**PASSAGE PROVIDED:**
---
The Museum displays the largest, most diverse collection of Dali’s works: there are paintings, sculptures, 3-D collages and site-specific installations, such as “Face of Mae West Which Can Be Used as an Apartment.” Dali’s personal collection forms the core of the Museum, and also includes works by El Greco (“St Paul”) and Bougereau (“Bather”), as well as a second floor gallery devoted to the work of Dali’s friend, Catalan artist Antoni Pitxot.
In addition to the Mae West installation, highlights include Dali’s Port Alguer (1924), Soft self-portrait with grilled bacon (1941), Galatea of the Spheres (1952), and his last oil painting, The Swallow’s Tail (1983), as well as jewelry and holographic art designed by the artist.
(Open Nov-Feb, 10:30am-6pm; Mar-Jun, 9:30am-6pm; Jul-Sept, 9am-8pm; Oct, 9am-6pm; Closed Mondays, except Jun-Sept – Admission: Adults €12, Seniors €9, Children under 9 Free
Getting there: Figueres is approximately 2 hours from Barcelona/Sants by RENFE, or 53 minutes if you book the AVE. See RENFE site for timetables and fares: http://www.renfe.com/EN/viajeros/
Just 100 km from Barcelona are some of the most important Roman ruins in Spain – the remains of old Tarraco, capital of the Roman province of Hispania Tarraconensis.
---
**WRITTEN EXERCISE A:** Transcribe the Dalí museum description between "(Open Nov-Feb, 10:30am-6pm;" and "of Hispania Tarraconensis.", inclusive.
The entries that follow are unrelated to the Dalí museum description.
---
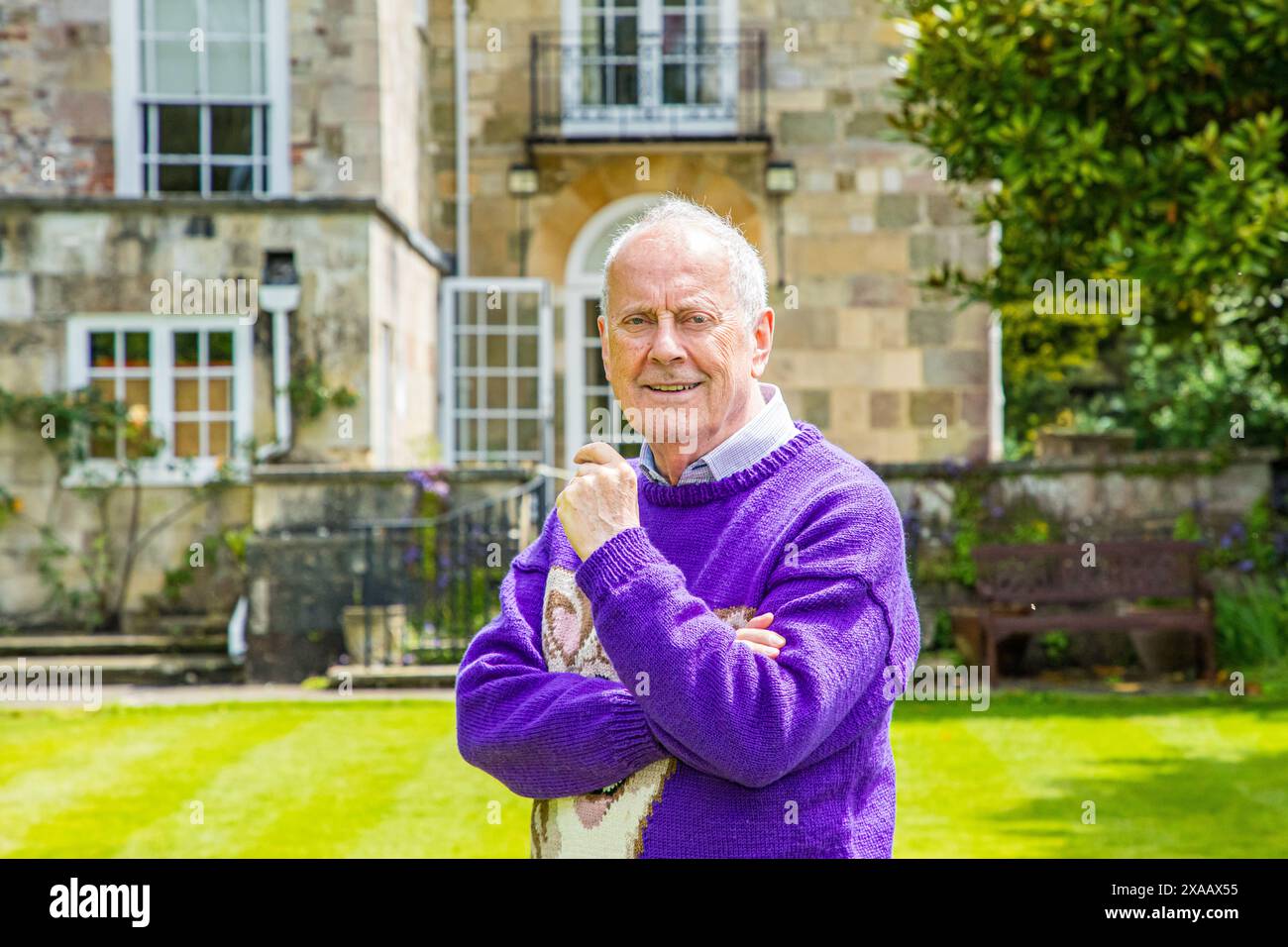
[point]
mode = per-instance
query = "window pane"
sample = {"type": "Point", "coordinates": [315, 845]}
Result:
---
**WRITTEN EXERCISE B:** Restate the entries above word for word, omitting the pictures.

**CORRECT RESULT A:**
(Open Nov-Feb, 10:30am-6pm; Mar-Jun, 9:30am-6pm; Jul-Sept, 9am-8pm; Oct, 9am-6pm; Closed Mondays, except Jun-Sept – Admission: Adults €12, Seniors €9, Children under 9 Free
Getting there: Figueres is approximately 2 hours from Barcelona/Sants by RENFE, or 53 minutes if you book the AVE. See RENFE site for timetables and fares: http://www.renfe.com/EN/viajeros/
Just 100 km from Barcelona are some of the most important Roman ruins in Spain – the remains of old Tarraco, capital of the Roman province of Hispania Tarraconensis.

**CORRECT RESULT B:**
[point]
mode = per-instance
query = "window pane"
sample = {"type": "Point", "coordinates": [315, 845]}
Result:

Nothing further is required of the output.